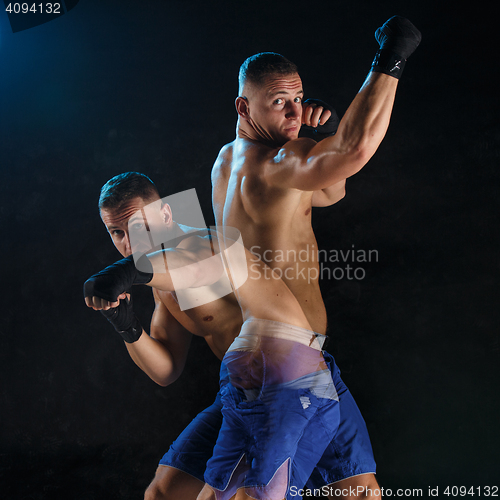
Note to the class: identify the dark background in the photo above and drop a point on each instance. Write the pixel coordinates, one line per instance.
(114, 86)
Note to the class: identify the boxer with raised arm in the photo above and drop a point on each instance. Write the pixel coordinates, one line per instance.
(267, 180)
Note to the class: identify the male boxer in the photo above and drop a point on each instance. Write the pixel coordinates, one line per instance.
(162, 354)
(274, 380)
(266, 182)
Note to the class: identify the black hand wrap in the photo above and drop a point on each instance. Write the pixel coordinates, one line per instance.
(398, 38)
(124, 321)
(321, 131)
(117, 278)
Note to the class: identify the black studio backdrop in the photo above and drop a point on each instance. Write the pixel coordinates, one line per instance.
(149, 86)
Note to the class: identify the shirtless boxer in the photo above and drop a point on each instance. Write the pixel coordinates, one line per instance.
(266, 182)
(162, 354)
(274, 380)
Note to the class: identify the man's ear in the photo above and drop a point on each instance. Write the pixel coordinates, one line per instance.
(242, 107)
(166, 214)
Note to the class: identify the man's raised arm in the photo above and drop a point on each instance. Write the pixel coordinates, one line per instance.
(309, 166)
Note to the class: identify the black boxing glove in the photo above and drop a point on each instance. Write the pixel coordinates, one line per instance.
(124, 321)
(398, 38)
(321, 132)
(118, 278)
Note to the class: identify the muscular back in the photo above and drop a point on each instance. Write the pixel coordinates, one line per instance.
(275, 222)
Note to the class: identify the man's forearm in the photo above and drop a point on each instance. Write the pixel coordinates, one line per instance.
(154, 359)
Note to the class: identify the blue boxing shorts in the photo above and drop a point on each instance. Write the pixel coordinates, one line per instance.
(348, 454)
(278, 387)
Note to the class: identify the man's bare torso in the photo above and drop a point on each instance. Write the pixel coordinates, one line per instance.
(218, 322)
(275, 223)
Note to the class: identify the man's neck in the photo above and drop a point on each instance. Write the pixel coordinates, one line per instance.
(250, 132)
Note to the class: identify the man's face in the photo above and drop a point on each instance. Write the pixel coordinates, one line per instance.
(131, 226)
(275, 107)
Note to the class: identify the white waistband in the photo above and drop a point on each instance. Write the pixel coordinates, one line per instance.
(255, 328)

####

Please turn all the records above into a JSON list of strings, one string per line, with blank lines skipped and the pictures left out.

[
  "Note to the class: identify the dark background in the photo above and drop a point on each instance. Write the pixel coordinates, one line per instance.",
  "(114, 86)",
  "Note to the class: identify the boxer with raised arm in the photo above and drop a point on each instance. Write the pixel coordinates, one line per instance.",
  "(267, 180)",
  "Note to the class: identify the male boxer in the photo above and drop a point on each instance. Write the pixel coordinates, one line per instance.",
  "(162, 354)",
  "(274, 380)",
  "(266, 182)",
  "Note to the class: identify the black hand wrap in the photo above and drop a point on each instance. Write the pixel coordinates, one line per instance.",
  "(398, 38)",
  "(124, 321)",
  "(321, 131)",
  "(117, 278)",
  "Note to the class: identify the black studio backdrop in the photo above and drop a point on each instance. Write the pixel coordinates, one line per instance.",
  "(149, 86)",
  "Note to the class: identify the shirtless boxer in the photo above and drop a point on each instance. Write the pixel coordinates, one line per instance.",
  "(266, 182)",
  "(162, 354)",
  "(274, 380)",
  "Note to the class: identify the man's ear in the photo above and drop a point on each instance. Write the pixel coordinates, one line per instance.",
  "(242, 107)",
  "(166, 214)",
  "Note to the class: identify the man's raised arm in the photo above and drop a point on each instance. Write the pixel coordinates, one line per instance.",
  "(309, 166)",
  "Note to the class: identify the black boxing glove in the photo above and drop a point on each instance. Write the pixel coordinates, one line per instance.",
  "(124, 321)",
  "(398, 38)",
  "(321, 132)",
  "(118, 278)",
  "Note to the class: identify the muscular back in the photo above and drop a point on each instance. Write the pixel coordinates, one line per instance.",
  "(275, 222)",
  "Note to the class: identify the man's forearm in the photo above and drop a point on each instance. Write the pixel coordinates, one line per instance.",
  "(154, 359)",
  "Note to the class: identify the blue boxing shorts in the photo above and drop a point on each instance. Write the pixel coordinates, one line per instance.",
  "(348, 454)",
  "(278, 387)",
  "Note to the class: identify the man's bare torso in the photo above and drop a point on each instance. Write the pixel coordinates, one line per instance.",
  "(218, 322)",
  "(275, 223)",
  "Note to the class: identify the man's neck in the photo above and drop a point on each instance. Write the pixel coordinates, one line per instance.",
  "(250, 132)",
  "Note to the class: identify the man's face in the photo above and drop a point on each instance. Write the pixel coordinates, one line per instance.",
  "(131, 226)",
  "(275, 107)",
  "Note to the class: identify the white waistband in the photo above and drop a point on each instance. Write the pixel coordinates, one line per instance.",
  "(255, 328)"
]